◆ Work to be completed
Reproduce verbatim the portion of the passage on section 9 (2) and worker dismissals starting with "I have dealt" and going on through "a growing phenomenon.".

◆ Text passage

I ask Deputies, especially the Opposition spokespersons, to look again at the construction of section 9 (2). I suspect that they took it, as I did initially, that this was designed to deal with what I call the "mad hatter phenomenon" of the one-man picket who for a grievance, real or imagined, places a picket which stops the entire operation at Dublin port, or somebody like the very colourful lady who waves her crucifix in the air outside Clery's. This does very little harm to anyone and adds colour to the city. However if she were to transfer her picket to Dublin port and other workers were not to pass her, this would be a different matter. I thought that this subsection referred to that and I believe many others think it refers to that and that it is a good thing that we are putting an end to that phenomenon which, I repeat, is the spectre of the sixties haunting this legislation. I do not believe that phenomenon of the sixties has been repeated in recent industrial history, as far as I can recall, but that is not only what this section says. Section 9 (2) states that where in relation to the employment etc. ..... of one individual worker, there are procedures which are normally availed of in the employment concerned, or agreed procedures for the resolution of disputes, including dismissals, sections 10, 11 and 12 shall not apply until these procedures have been resorted to and exhausted. What that means in layman's language is that the immunities conferred by sections 10, 11 and 12 do not apply in the event of one individual worker being dismissed.

I have dealt with a myriad of disputes where the cause was the dismissal of one worker, most often the worker who was instrumental in trying to organise the plant, employment or enterprise and as a result of putting his or her head above the parapet and trying to form a trade union — to which workers have a constitutional right — he or she was dismissed. There are a myriad of other examples but I am just setting out this one. I am sure the House knows that this is a growing phenomenon.

It is only a short ten years since the Industrial Development Authority were telling foreign companies coming into this economy that their workers would be expected to join a trade union. At that time a very high percentage of the total workforce in Ireland were members of trade unions and the IDA asked these companies from the United States, Japan and elsewhere, where there is a different culture from ours, to accept that. That position has completely changed. The IDA no longer do that but I am not quibbling about that because that is not the IDA's job; it is the job of the trade union movement. The number of anti-union employers and non-trade union establishments is growing by the week. Some of these employers are hostile to the concept of becoming organised into a trade union and very often the person who tries to organise it is dismissed as a result.

◆ Recorded information
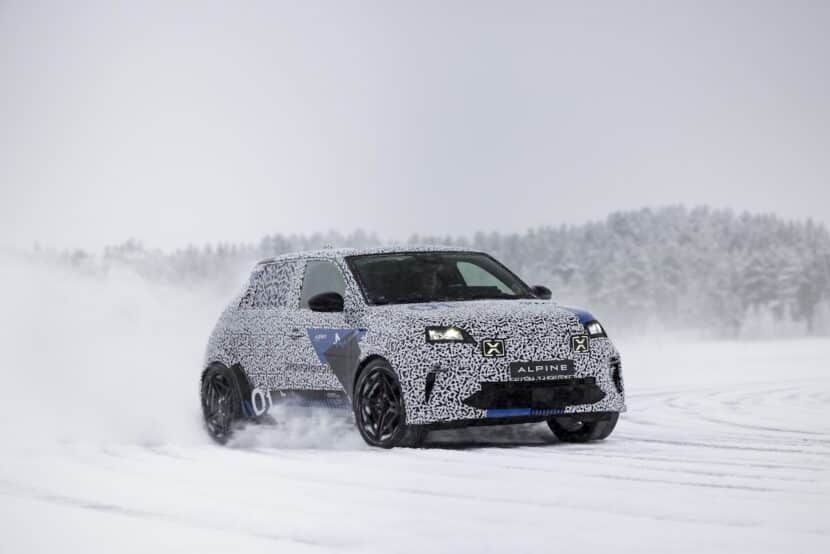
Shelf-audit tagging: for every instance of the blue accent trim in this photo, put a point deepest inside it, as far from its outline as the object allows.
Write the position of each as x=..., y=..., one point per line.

◆ Written answer
I have dealt with a myriad of disputes where the cause was the dismissal of one worker, most often the worker who was instrumental in trying to organise the plant, employment or enterprise and as a result of putting his or her head above the parapet and trying to form a trade union — to which workers have a constitutional right — he or she was dismissed. There are a myriad of other examples but I am just setting out this one. I am sure the House knows that this is a growing phenomenon.